--- PROBLEM STATEMENT ---
Rewrite every line of the rows, starting at the line containing "Thank you for the photograph. Please indicate the window pane" and continuing through the end of the rows, both ends included. Scale each answer coordinate by 0.8, rounding to whole numbers with halves going up, and leave all other numbers unchanged.

--- DATA ROWS ---
───

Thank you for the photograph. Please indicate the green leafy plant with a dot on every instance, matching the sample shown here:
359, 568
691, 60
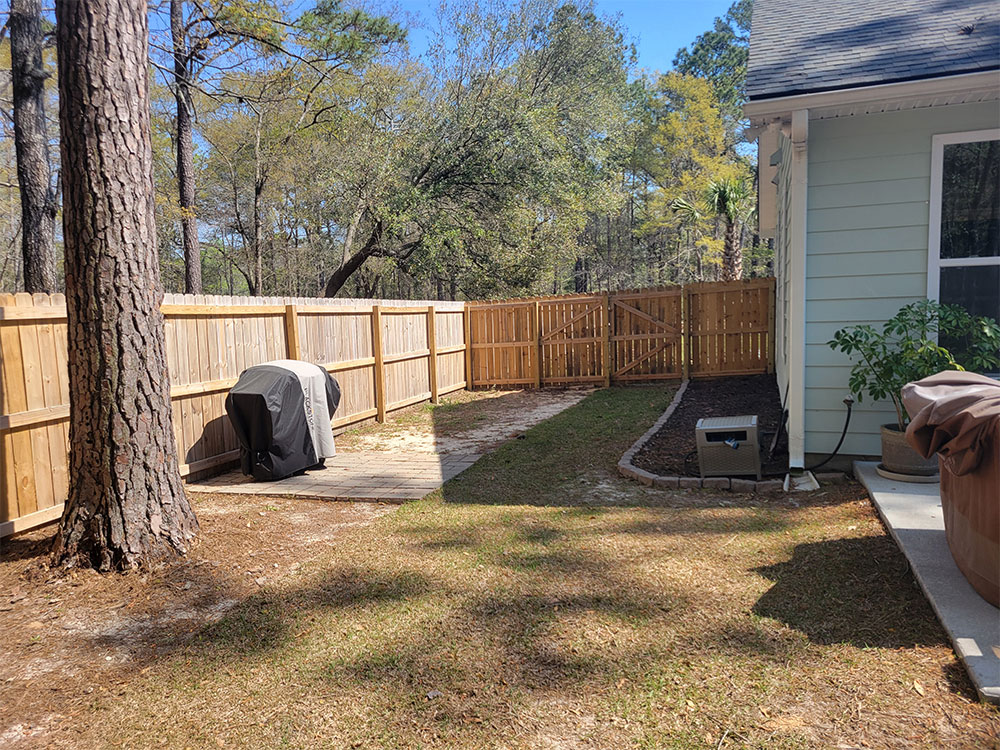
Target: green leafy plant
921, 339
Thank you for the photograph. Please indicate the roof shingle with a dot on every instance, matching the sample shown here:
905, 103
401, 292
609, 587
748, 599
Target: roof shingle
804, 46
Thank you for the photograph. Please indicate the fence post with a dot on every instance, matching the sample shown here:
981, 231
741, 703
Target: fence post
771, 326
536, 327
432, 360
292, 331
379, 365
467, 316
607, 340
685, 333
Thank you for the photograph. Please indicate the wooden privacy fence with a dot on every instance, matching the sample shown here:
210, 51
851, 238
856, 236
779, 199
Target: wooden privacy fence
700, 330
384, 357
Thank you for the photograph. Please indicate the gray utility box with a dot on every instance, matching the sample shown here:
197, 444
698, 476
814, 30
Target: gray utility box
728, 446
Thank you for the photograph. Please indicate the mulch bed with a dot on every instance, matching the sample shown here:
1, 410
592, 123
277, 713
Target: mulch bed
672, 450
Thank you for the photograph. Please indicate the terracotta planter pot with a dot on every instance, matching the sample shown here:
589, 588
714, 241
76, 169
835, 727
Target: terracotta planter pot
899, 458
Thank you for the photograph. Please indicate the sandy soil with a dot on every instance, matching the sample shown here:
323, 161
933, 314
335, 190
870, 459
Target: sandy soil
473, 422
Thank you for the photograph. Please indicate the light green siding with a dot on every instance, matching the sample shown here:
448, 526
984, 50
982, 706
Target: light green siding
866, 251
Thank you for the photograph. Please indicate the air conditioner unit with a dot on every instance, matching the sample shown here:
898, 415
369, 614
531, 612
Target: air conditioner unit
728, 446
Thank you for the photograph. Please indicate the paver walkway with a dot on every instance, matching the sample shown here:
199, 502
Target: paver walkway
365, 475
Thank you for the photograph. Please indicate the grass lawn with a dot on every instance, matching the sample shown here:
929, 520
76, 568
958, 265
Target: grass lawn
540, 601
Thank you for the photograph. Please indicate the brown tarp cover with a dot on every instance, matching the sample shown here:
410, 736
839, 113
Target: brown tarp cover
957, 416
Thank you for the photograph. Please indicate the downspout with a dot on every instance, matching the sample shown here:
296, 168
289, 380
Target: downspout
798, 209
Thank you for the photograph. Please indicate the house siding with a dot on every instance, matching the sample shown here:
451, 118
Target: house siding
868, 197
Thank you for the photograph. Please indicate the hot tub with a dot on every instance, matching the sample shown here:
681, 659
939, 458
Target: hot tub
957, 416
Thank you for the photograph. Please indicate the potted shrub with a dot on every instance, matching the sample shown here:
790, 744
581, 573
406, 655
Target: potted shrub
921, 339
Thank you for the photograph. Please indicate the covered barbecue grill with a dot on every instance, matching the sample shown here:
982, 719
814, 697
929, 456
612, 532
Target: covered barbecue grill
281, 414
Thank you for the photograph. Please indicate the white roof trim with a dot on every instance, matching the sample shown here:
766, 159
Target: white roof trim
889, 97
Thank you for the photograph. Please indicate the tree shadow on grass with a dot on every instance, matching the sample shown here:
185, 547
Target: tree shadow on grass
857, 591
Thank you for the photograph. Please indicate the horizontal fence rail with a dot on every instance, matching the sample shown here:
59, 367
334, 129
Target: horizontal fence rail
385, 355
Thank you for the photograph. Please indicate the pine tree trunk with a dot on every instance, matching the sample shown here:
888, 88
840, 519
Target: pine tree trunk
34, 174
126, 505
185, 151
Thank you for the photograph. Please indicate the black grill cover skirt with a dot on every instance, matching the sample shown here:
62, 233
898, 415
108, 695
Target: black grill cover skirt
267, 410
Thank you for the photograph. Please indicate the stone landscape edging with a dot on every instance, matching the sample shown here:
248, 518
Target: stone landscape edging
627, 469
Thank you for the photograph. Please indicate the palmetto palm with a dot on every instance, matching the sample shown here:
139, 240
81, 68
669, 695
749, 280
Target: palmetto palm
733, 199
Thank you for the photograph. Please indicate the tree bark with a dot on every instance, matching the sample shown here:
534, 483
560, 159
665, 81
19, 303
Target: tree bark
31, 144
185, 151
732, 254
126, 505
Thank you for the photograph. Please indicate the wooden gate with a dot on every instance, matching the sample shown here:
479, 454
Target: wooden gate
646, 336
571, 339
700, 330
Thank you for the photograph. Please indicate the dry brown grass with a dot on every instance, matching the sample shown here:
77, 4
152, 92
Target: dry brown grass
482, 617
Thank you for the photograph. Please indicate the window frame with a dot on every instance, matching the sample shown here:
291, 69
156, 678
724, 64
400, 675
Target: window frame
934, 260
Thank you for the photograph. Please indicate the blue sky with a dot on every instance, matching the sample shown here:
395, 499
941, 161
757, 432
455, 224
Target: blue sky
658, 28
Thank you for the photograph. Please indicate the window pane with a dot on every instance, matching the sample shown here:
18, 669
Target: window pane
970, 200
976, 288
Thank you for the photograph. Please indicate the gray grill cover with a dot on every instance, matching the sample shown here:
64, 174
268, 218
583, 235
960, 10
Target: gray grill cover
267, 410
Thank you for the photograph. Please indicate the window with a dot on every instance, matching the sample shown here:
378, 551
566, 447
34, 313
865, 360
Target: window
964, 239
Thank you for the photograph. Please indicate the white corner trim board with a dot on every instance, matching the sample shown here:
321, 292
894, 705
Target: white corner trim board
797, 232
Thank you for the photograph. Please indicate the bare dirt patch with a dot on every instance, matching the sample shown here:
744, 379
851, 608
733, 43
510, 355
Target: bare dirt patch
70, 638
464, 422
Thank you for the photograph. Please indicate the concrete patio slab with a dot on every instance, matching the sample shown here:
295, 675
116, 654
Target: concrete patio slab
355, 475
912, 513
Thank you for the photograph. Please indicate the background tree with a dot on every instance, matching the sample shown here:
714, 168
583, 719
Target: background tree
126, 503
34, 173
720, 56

───

--- RESPONSE ---
Thank you for the photograph. Please indicate the window pane with a dot on every instance, matching the sample shown here:
18, 669
Target: window pane
776, 160
781, 230
Thank you for the photograph. Please indicate the gray grill cover with a dot on every instance, matching the sample shown here:
64, 174
268, 218
583, 235
960, 10
Target: gray grill cover
214, 328
Thank you for the photograph. Please indicate the window with a dot on every instance, matching the sample shown here:
378, 551
566, 447
34, 313
865, 360
Target: window
771, 191
Thank you for the photograph. Please indicate the white corner trim board with a dot on every instance, matching the sample shown here:
321, 292
894, 705
Target: white corner trim board
638, 186
Thank you for the photograph. Please indicate the bare dirt patch with a dot on every instance, matching the sample shown here:
744, 379
851, 608
733, 43
510, 355
Target: bare dirt patch
56, 510
371, 338
Thank you for the photograph. Please indicate the concrete patio slab with a dot on every instance, matching the sample shown here:
295, 675
116, 654
Target: concrete patio slab
284, 380
730, 410
Thank you for the photograph. Please indicate the background tree with a dot on every instance, matching the sample shown here:
714, 168
583, 719
Target: background tree
101, 402
27, 138
576, 45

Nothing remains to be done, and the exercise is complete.